How many of the lines below contain the string "segment"? Reply with the number alone.
◇ ◇ ◇
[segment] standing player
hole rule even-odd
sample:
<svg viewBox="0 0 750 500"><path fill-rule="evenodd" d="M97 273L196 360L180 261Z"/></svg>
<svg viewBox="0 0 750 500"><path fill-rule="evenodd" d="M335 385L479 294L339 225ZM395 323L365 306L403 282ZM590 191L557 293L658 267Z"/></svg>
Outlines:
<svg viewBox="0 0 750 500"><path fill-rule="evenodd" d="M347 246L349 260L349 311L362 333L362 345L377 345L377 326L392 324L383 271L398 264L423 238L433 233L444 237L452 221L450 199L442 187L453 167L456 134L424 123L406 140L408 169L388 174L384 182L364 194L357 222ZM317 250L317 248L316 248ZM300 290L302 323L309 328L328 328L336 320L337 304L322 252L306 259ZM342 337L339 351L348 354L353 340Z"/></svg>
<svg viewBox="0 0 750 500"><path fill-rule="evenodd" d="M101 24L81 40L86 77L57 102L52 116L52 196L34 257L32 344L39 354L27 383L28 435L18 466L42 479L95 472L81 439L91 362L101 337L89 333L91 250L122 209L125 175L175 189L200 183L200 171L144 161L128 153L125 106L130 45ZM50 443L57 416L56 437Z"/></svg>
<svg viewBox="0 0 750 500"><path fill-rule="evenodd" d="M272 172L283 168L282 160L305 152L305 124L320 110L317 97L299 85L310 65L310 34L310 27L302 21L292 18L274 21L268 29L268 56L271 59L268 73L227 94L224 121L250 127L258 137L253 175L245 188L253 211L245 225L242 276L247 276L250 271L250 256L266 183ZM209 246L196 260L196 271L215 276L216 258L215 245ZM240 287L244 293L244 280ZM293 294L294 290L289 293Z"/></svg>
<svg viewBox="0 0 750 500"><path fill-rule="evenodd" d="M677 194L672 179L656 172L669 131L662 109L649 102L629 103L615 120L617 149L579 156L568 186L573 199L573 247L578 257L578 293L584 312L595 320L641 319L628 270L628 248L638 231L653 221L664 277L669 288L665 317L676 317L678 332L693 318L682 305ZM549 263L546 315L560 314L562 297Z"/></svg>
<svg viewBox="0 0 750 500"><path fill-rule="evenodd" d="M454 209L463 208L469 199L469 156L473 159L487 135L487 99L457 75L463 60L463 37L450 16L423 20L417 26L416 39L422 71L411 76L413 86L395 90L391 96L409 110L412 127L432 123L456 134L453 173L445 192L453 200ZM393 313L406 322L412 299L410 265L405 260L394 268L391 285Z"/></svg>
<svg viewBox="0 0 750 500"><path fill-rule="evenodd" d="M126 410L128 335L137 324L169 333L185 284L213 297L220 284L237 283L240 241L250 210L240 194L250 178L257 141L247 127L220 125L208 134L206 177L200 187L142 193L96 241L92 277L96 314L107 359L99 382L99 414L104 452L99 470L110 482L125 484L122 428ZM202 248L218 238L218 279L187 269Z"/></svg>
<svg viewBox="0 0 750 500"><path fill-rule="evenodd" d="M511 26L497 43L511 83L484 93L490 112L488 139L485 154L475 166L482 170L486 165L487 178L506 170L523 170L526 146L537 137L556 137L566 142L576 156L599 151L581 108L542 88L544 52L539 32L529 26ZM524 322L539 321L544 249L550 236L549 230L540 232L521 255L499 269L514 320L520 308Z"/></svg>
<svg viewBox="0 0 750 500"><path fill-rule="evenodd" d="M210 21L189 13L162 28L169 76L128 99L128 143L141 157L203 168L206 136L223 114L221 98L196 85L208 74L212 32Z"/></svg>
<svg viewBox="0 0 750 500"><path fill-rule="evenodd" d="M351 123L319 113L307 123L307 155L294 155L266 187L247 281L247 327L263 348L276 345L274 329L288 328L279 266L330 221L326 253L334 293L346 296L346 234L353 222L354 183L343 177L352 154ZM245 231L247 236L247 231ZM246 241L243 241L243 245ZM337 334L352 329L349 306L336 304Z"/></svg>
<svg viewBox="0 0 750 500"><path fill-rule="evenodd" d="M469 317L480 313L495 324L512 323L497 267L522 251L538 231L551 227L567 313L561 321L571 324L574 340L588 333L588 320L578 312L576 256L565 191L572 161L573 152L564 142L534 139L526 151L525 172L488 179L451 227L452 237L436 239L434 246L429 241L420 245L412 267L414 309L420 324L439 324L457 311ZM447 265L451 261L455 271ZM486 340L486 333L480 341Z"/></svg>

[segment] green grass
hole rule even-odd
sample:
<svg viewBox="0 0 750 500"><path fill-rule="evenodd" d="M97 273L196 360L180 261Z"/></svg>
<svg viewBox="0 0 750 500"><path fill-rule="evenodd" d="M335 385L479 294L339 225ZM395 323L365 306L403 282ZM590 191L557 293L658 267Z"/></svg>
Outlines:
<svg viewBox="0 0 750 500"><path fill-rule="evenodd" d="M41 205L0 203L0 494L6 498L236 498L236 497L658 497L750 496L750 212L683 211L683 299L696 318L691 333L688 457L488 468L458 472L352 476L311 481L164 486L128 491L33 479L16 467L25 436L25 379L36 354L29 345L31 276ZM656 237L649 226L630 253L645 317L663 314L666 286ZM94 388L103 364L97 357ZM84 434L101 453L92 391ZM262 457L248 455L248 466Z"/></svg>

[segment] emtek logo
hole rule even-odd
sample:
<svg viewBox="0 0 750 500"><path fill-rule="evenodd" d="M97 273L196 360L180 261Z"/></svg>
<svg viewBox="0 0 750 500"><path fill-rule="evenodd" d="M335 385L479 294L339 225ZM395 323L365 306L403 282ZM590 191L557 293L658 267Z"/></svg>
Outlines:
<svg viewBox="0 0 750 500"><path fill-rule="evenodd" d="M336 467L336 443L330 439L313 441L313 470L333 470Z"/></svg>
◇ ◇ ◇
SOLUTION:
3